• [Estratto della pagina]:
____

RIMINI – POLEMICHE SULLA DOCUSERIE NETFLIX “SANPA – LUCI E TENEBRE DI SAN PATRIGNANO”

Le presunte verità nascoste su San Patrignano non sono saltate fuori, nemmeno docuserie Netflix è riuscita nell'intento. La Fondazione ha avuto da ridire sul documentario dissociandosi da quanto raccontato nelle interviste.

Rimini – Lo scorso 30 dicembre è uscita on line la prima docu-serie originale italiana Netflix, intitolata “SanPa – Luci e tenebre di San Patrignano”. Si tratta di un documentario in sei puntante dedicata alla storia della più grande comunità in Europa per tossicodipendenti.

La narrazione ripercorre quindi le vicende legate a questo luogo dalla fondazione nel novembre del 1978 alla morte dell’ideatore Vincenzo Muccioli nel settembre del 1995. Nel mezzo vengono raccontate le scommesse, i successi, le contraddizioni e infine i due processi nei quali l’uomo fu implicato per eventi accaduti proprio all’interno della struttura di San Patrignano.

Vincenzo Muccioli

Il primo procedimento ha inizio col rinvio a giudizio il 10 dicembre 1983. L’accusa di maltrattamenti segue la denuncia da parte di una ragazza che dopo essere fuggita dal centro denunciava Muccioli per segregazione. In questi anni l’idea che il trattamento terapeutico preveda l’incatenamento dei pazienti in crisi d’astinenza non sembra scioccare l’opinione pubblica, la quale anzi rimane colpita dalla sicurezza con cui l’imprenditore riminese difende i propri metodi coercitivi perché utili allo scopo. Il processo si conclude con una sentenza di colpevolezza nel 1985, poi ribaltata in Appello due anni più tardi.

____

• [Consegne]:
1. Spieghi, in base all'articolo sulla docuserie SanPa, da che cosa derivò l'accusa di maltrattamenti rivolta a Muccioli nel primo procedimento.
2. Fornisca il seguito dell'articolo sulla docuserie SanPa, riprendendo dopo l'ultima frase riportata.

____

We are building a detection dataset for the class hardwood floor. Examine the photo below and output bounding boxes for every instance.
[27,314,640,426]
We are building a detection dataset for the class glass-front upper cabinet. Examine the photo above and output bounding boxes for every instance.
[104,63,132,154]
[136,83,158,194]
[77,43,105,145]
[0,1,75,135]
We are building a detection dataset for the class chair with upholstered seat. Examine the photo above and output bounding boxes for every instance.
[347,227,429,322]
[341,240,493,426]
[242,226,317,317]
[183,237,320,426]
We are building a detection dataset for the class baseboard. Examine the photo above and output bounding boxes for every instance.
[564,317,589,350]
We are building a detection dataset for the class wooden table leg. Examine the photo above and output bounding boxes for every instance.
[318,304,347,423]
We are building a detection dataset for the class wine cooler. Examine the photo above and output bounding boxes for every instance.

____

• [Risposte attese]:
1. L'accusa di maltrattamenti seguì la denuncia di una ragazza. Dopo essere fuggita dal centro, la ragazza denunciò Muccioli per segregazione.

2.
Andreotti con Muccioli

Intanto la popolarità di Muccioli esplode: lo si vede praticamente ogni sera in televisione. L’appoggio finanziario e mediatico di Gian Marco e Letizia Moratti, poi, ne affina la strumentalizzazione. Molti leader politici, da Giulio Andreotti a Bettino Craxi, visitano San Patrignano sperando di farne un’arma elettorale.

Negli anni ottanta l’abuso di stupefacenti è una questione tragica. La stampa spreca elogi alla missione ma scarseggiano le inchieste per le strade. L’intero discorso viene affrontato più su un piano morale anziché medico, e anche per questo motivo si giunge impreparati alla successiva tappa: la diffusione dell’Aids.

In tempi più recenti Andrea Muccioli  con Angelino Alfano

Muccioli deve improvvisamente affrontare non solo la crescita della comunità – che a questo punto è diventata una cittadina di oltre 3000 abitanti – ma soprattutto l’aggravarsi di un’emergenza sanitaria senza precedenti. Verso la fine degli anni Ottanta lo spettro dell’HIV infesta San Patrignano e comincia a mietere vittime.

La morte del primo accertato positivo, Renzo Perco, cade come un macigno su tutti e su Muccioli in particolare. Renzo è tra i ragazzi più vicini al fondatore che fin dall’inizio aveva costruito la comunità con spirito del padre di famiglia, accettando le ambiguità del caso, e con una struttura sociale quasi settaria. 

Il secondo processo, nel 1994, si svolge addirittura su due capi d’imputazione: omicidio colposo e favoreggiamento personale. Gli atti si riferiscono alla morte per percosse di Roberto Maranzano, ospite affidato alla zona macelleria del centro e pestato a morte da un gruppo che viene definito “squadrista”.

Muccioli con i suoi ragazzi

In breve, Muccioli avrebbe col tempo affidato ad alcuni giovani collaboratori il servizio d’ordine all’interno della comunità e questa composizione di body-guard si sarebbe poi sviluppata in atteggiamenti intimidatori e politiche repressive. Le immediate accuse dell’ex autista Walter Delogu alimentano il clima di tensione.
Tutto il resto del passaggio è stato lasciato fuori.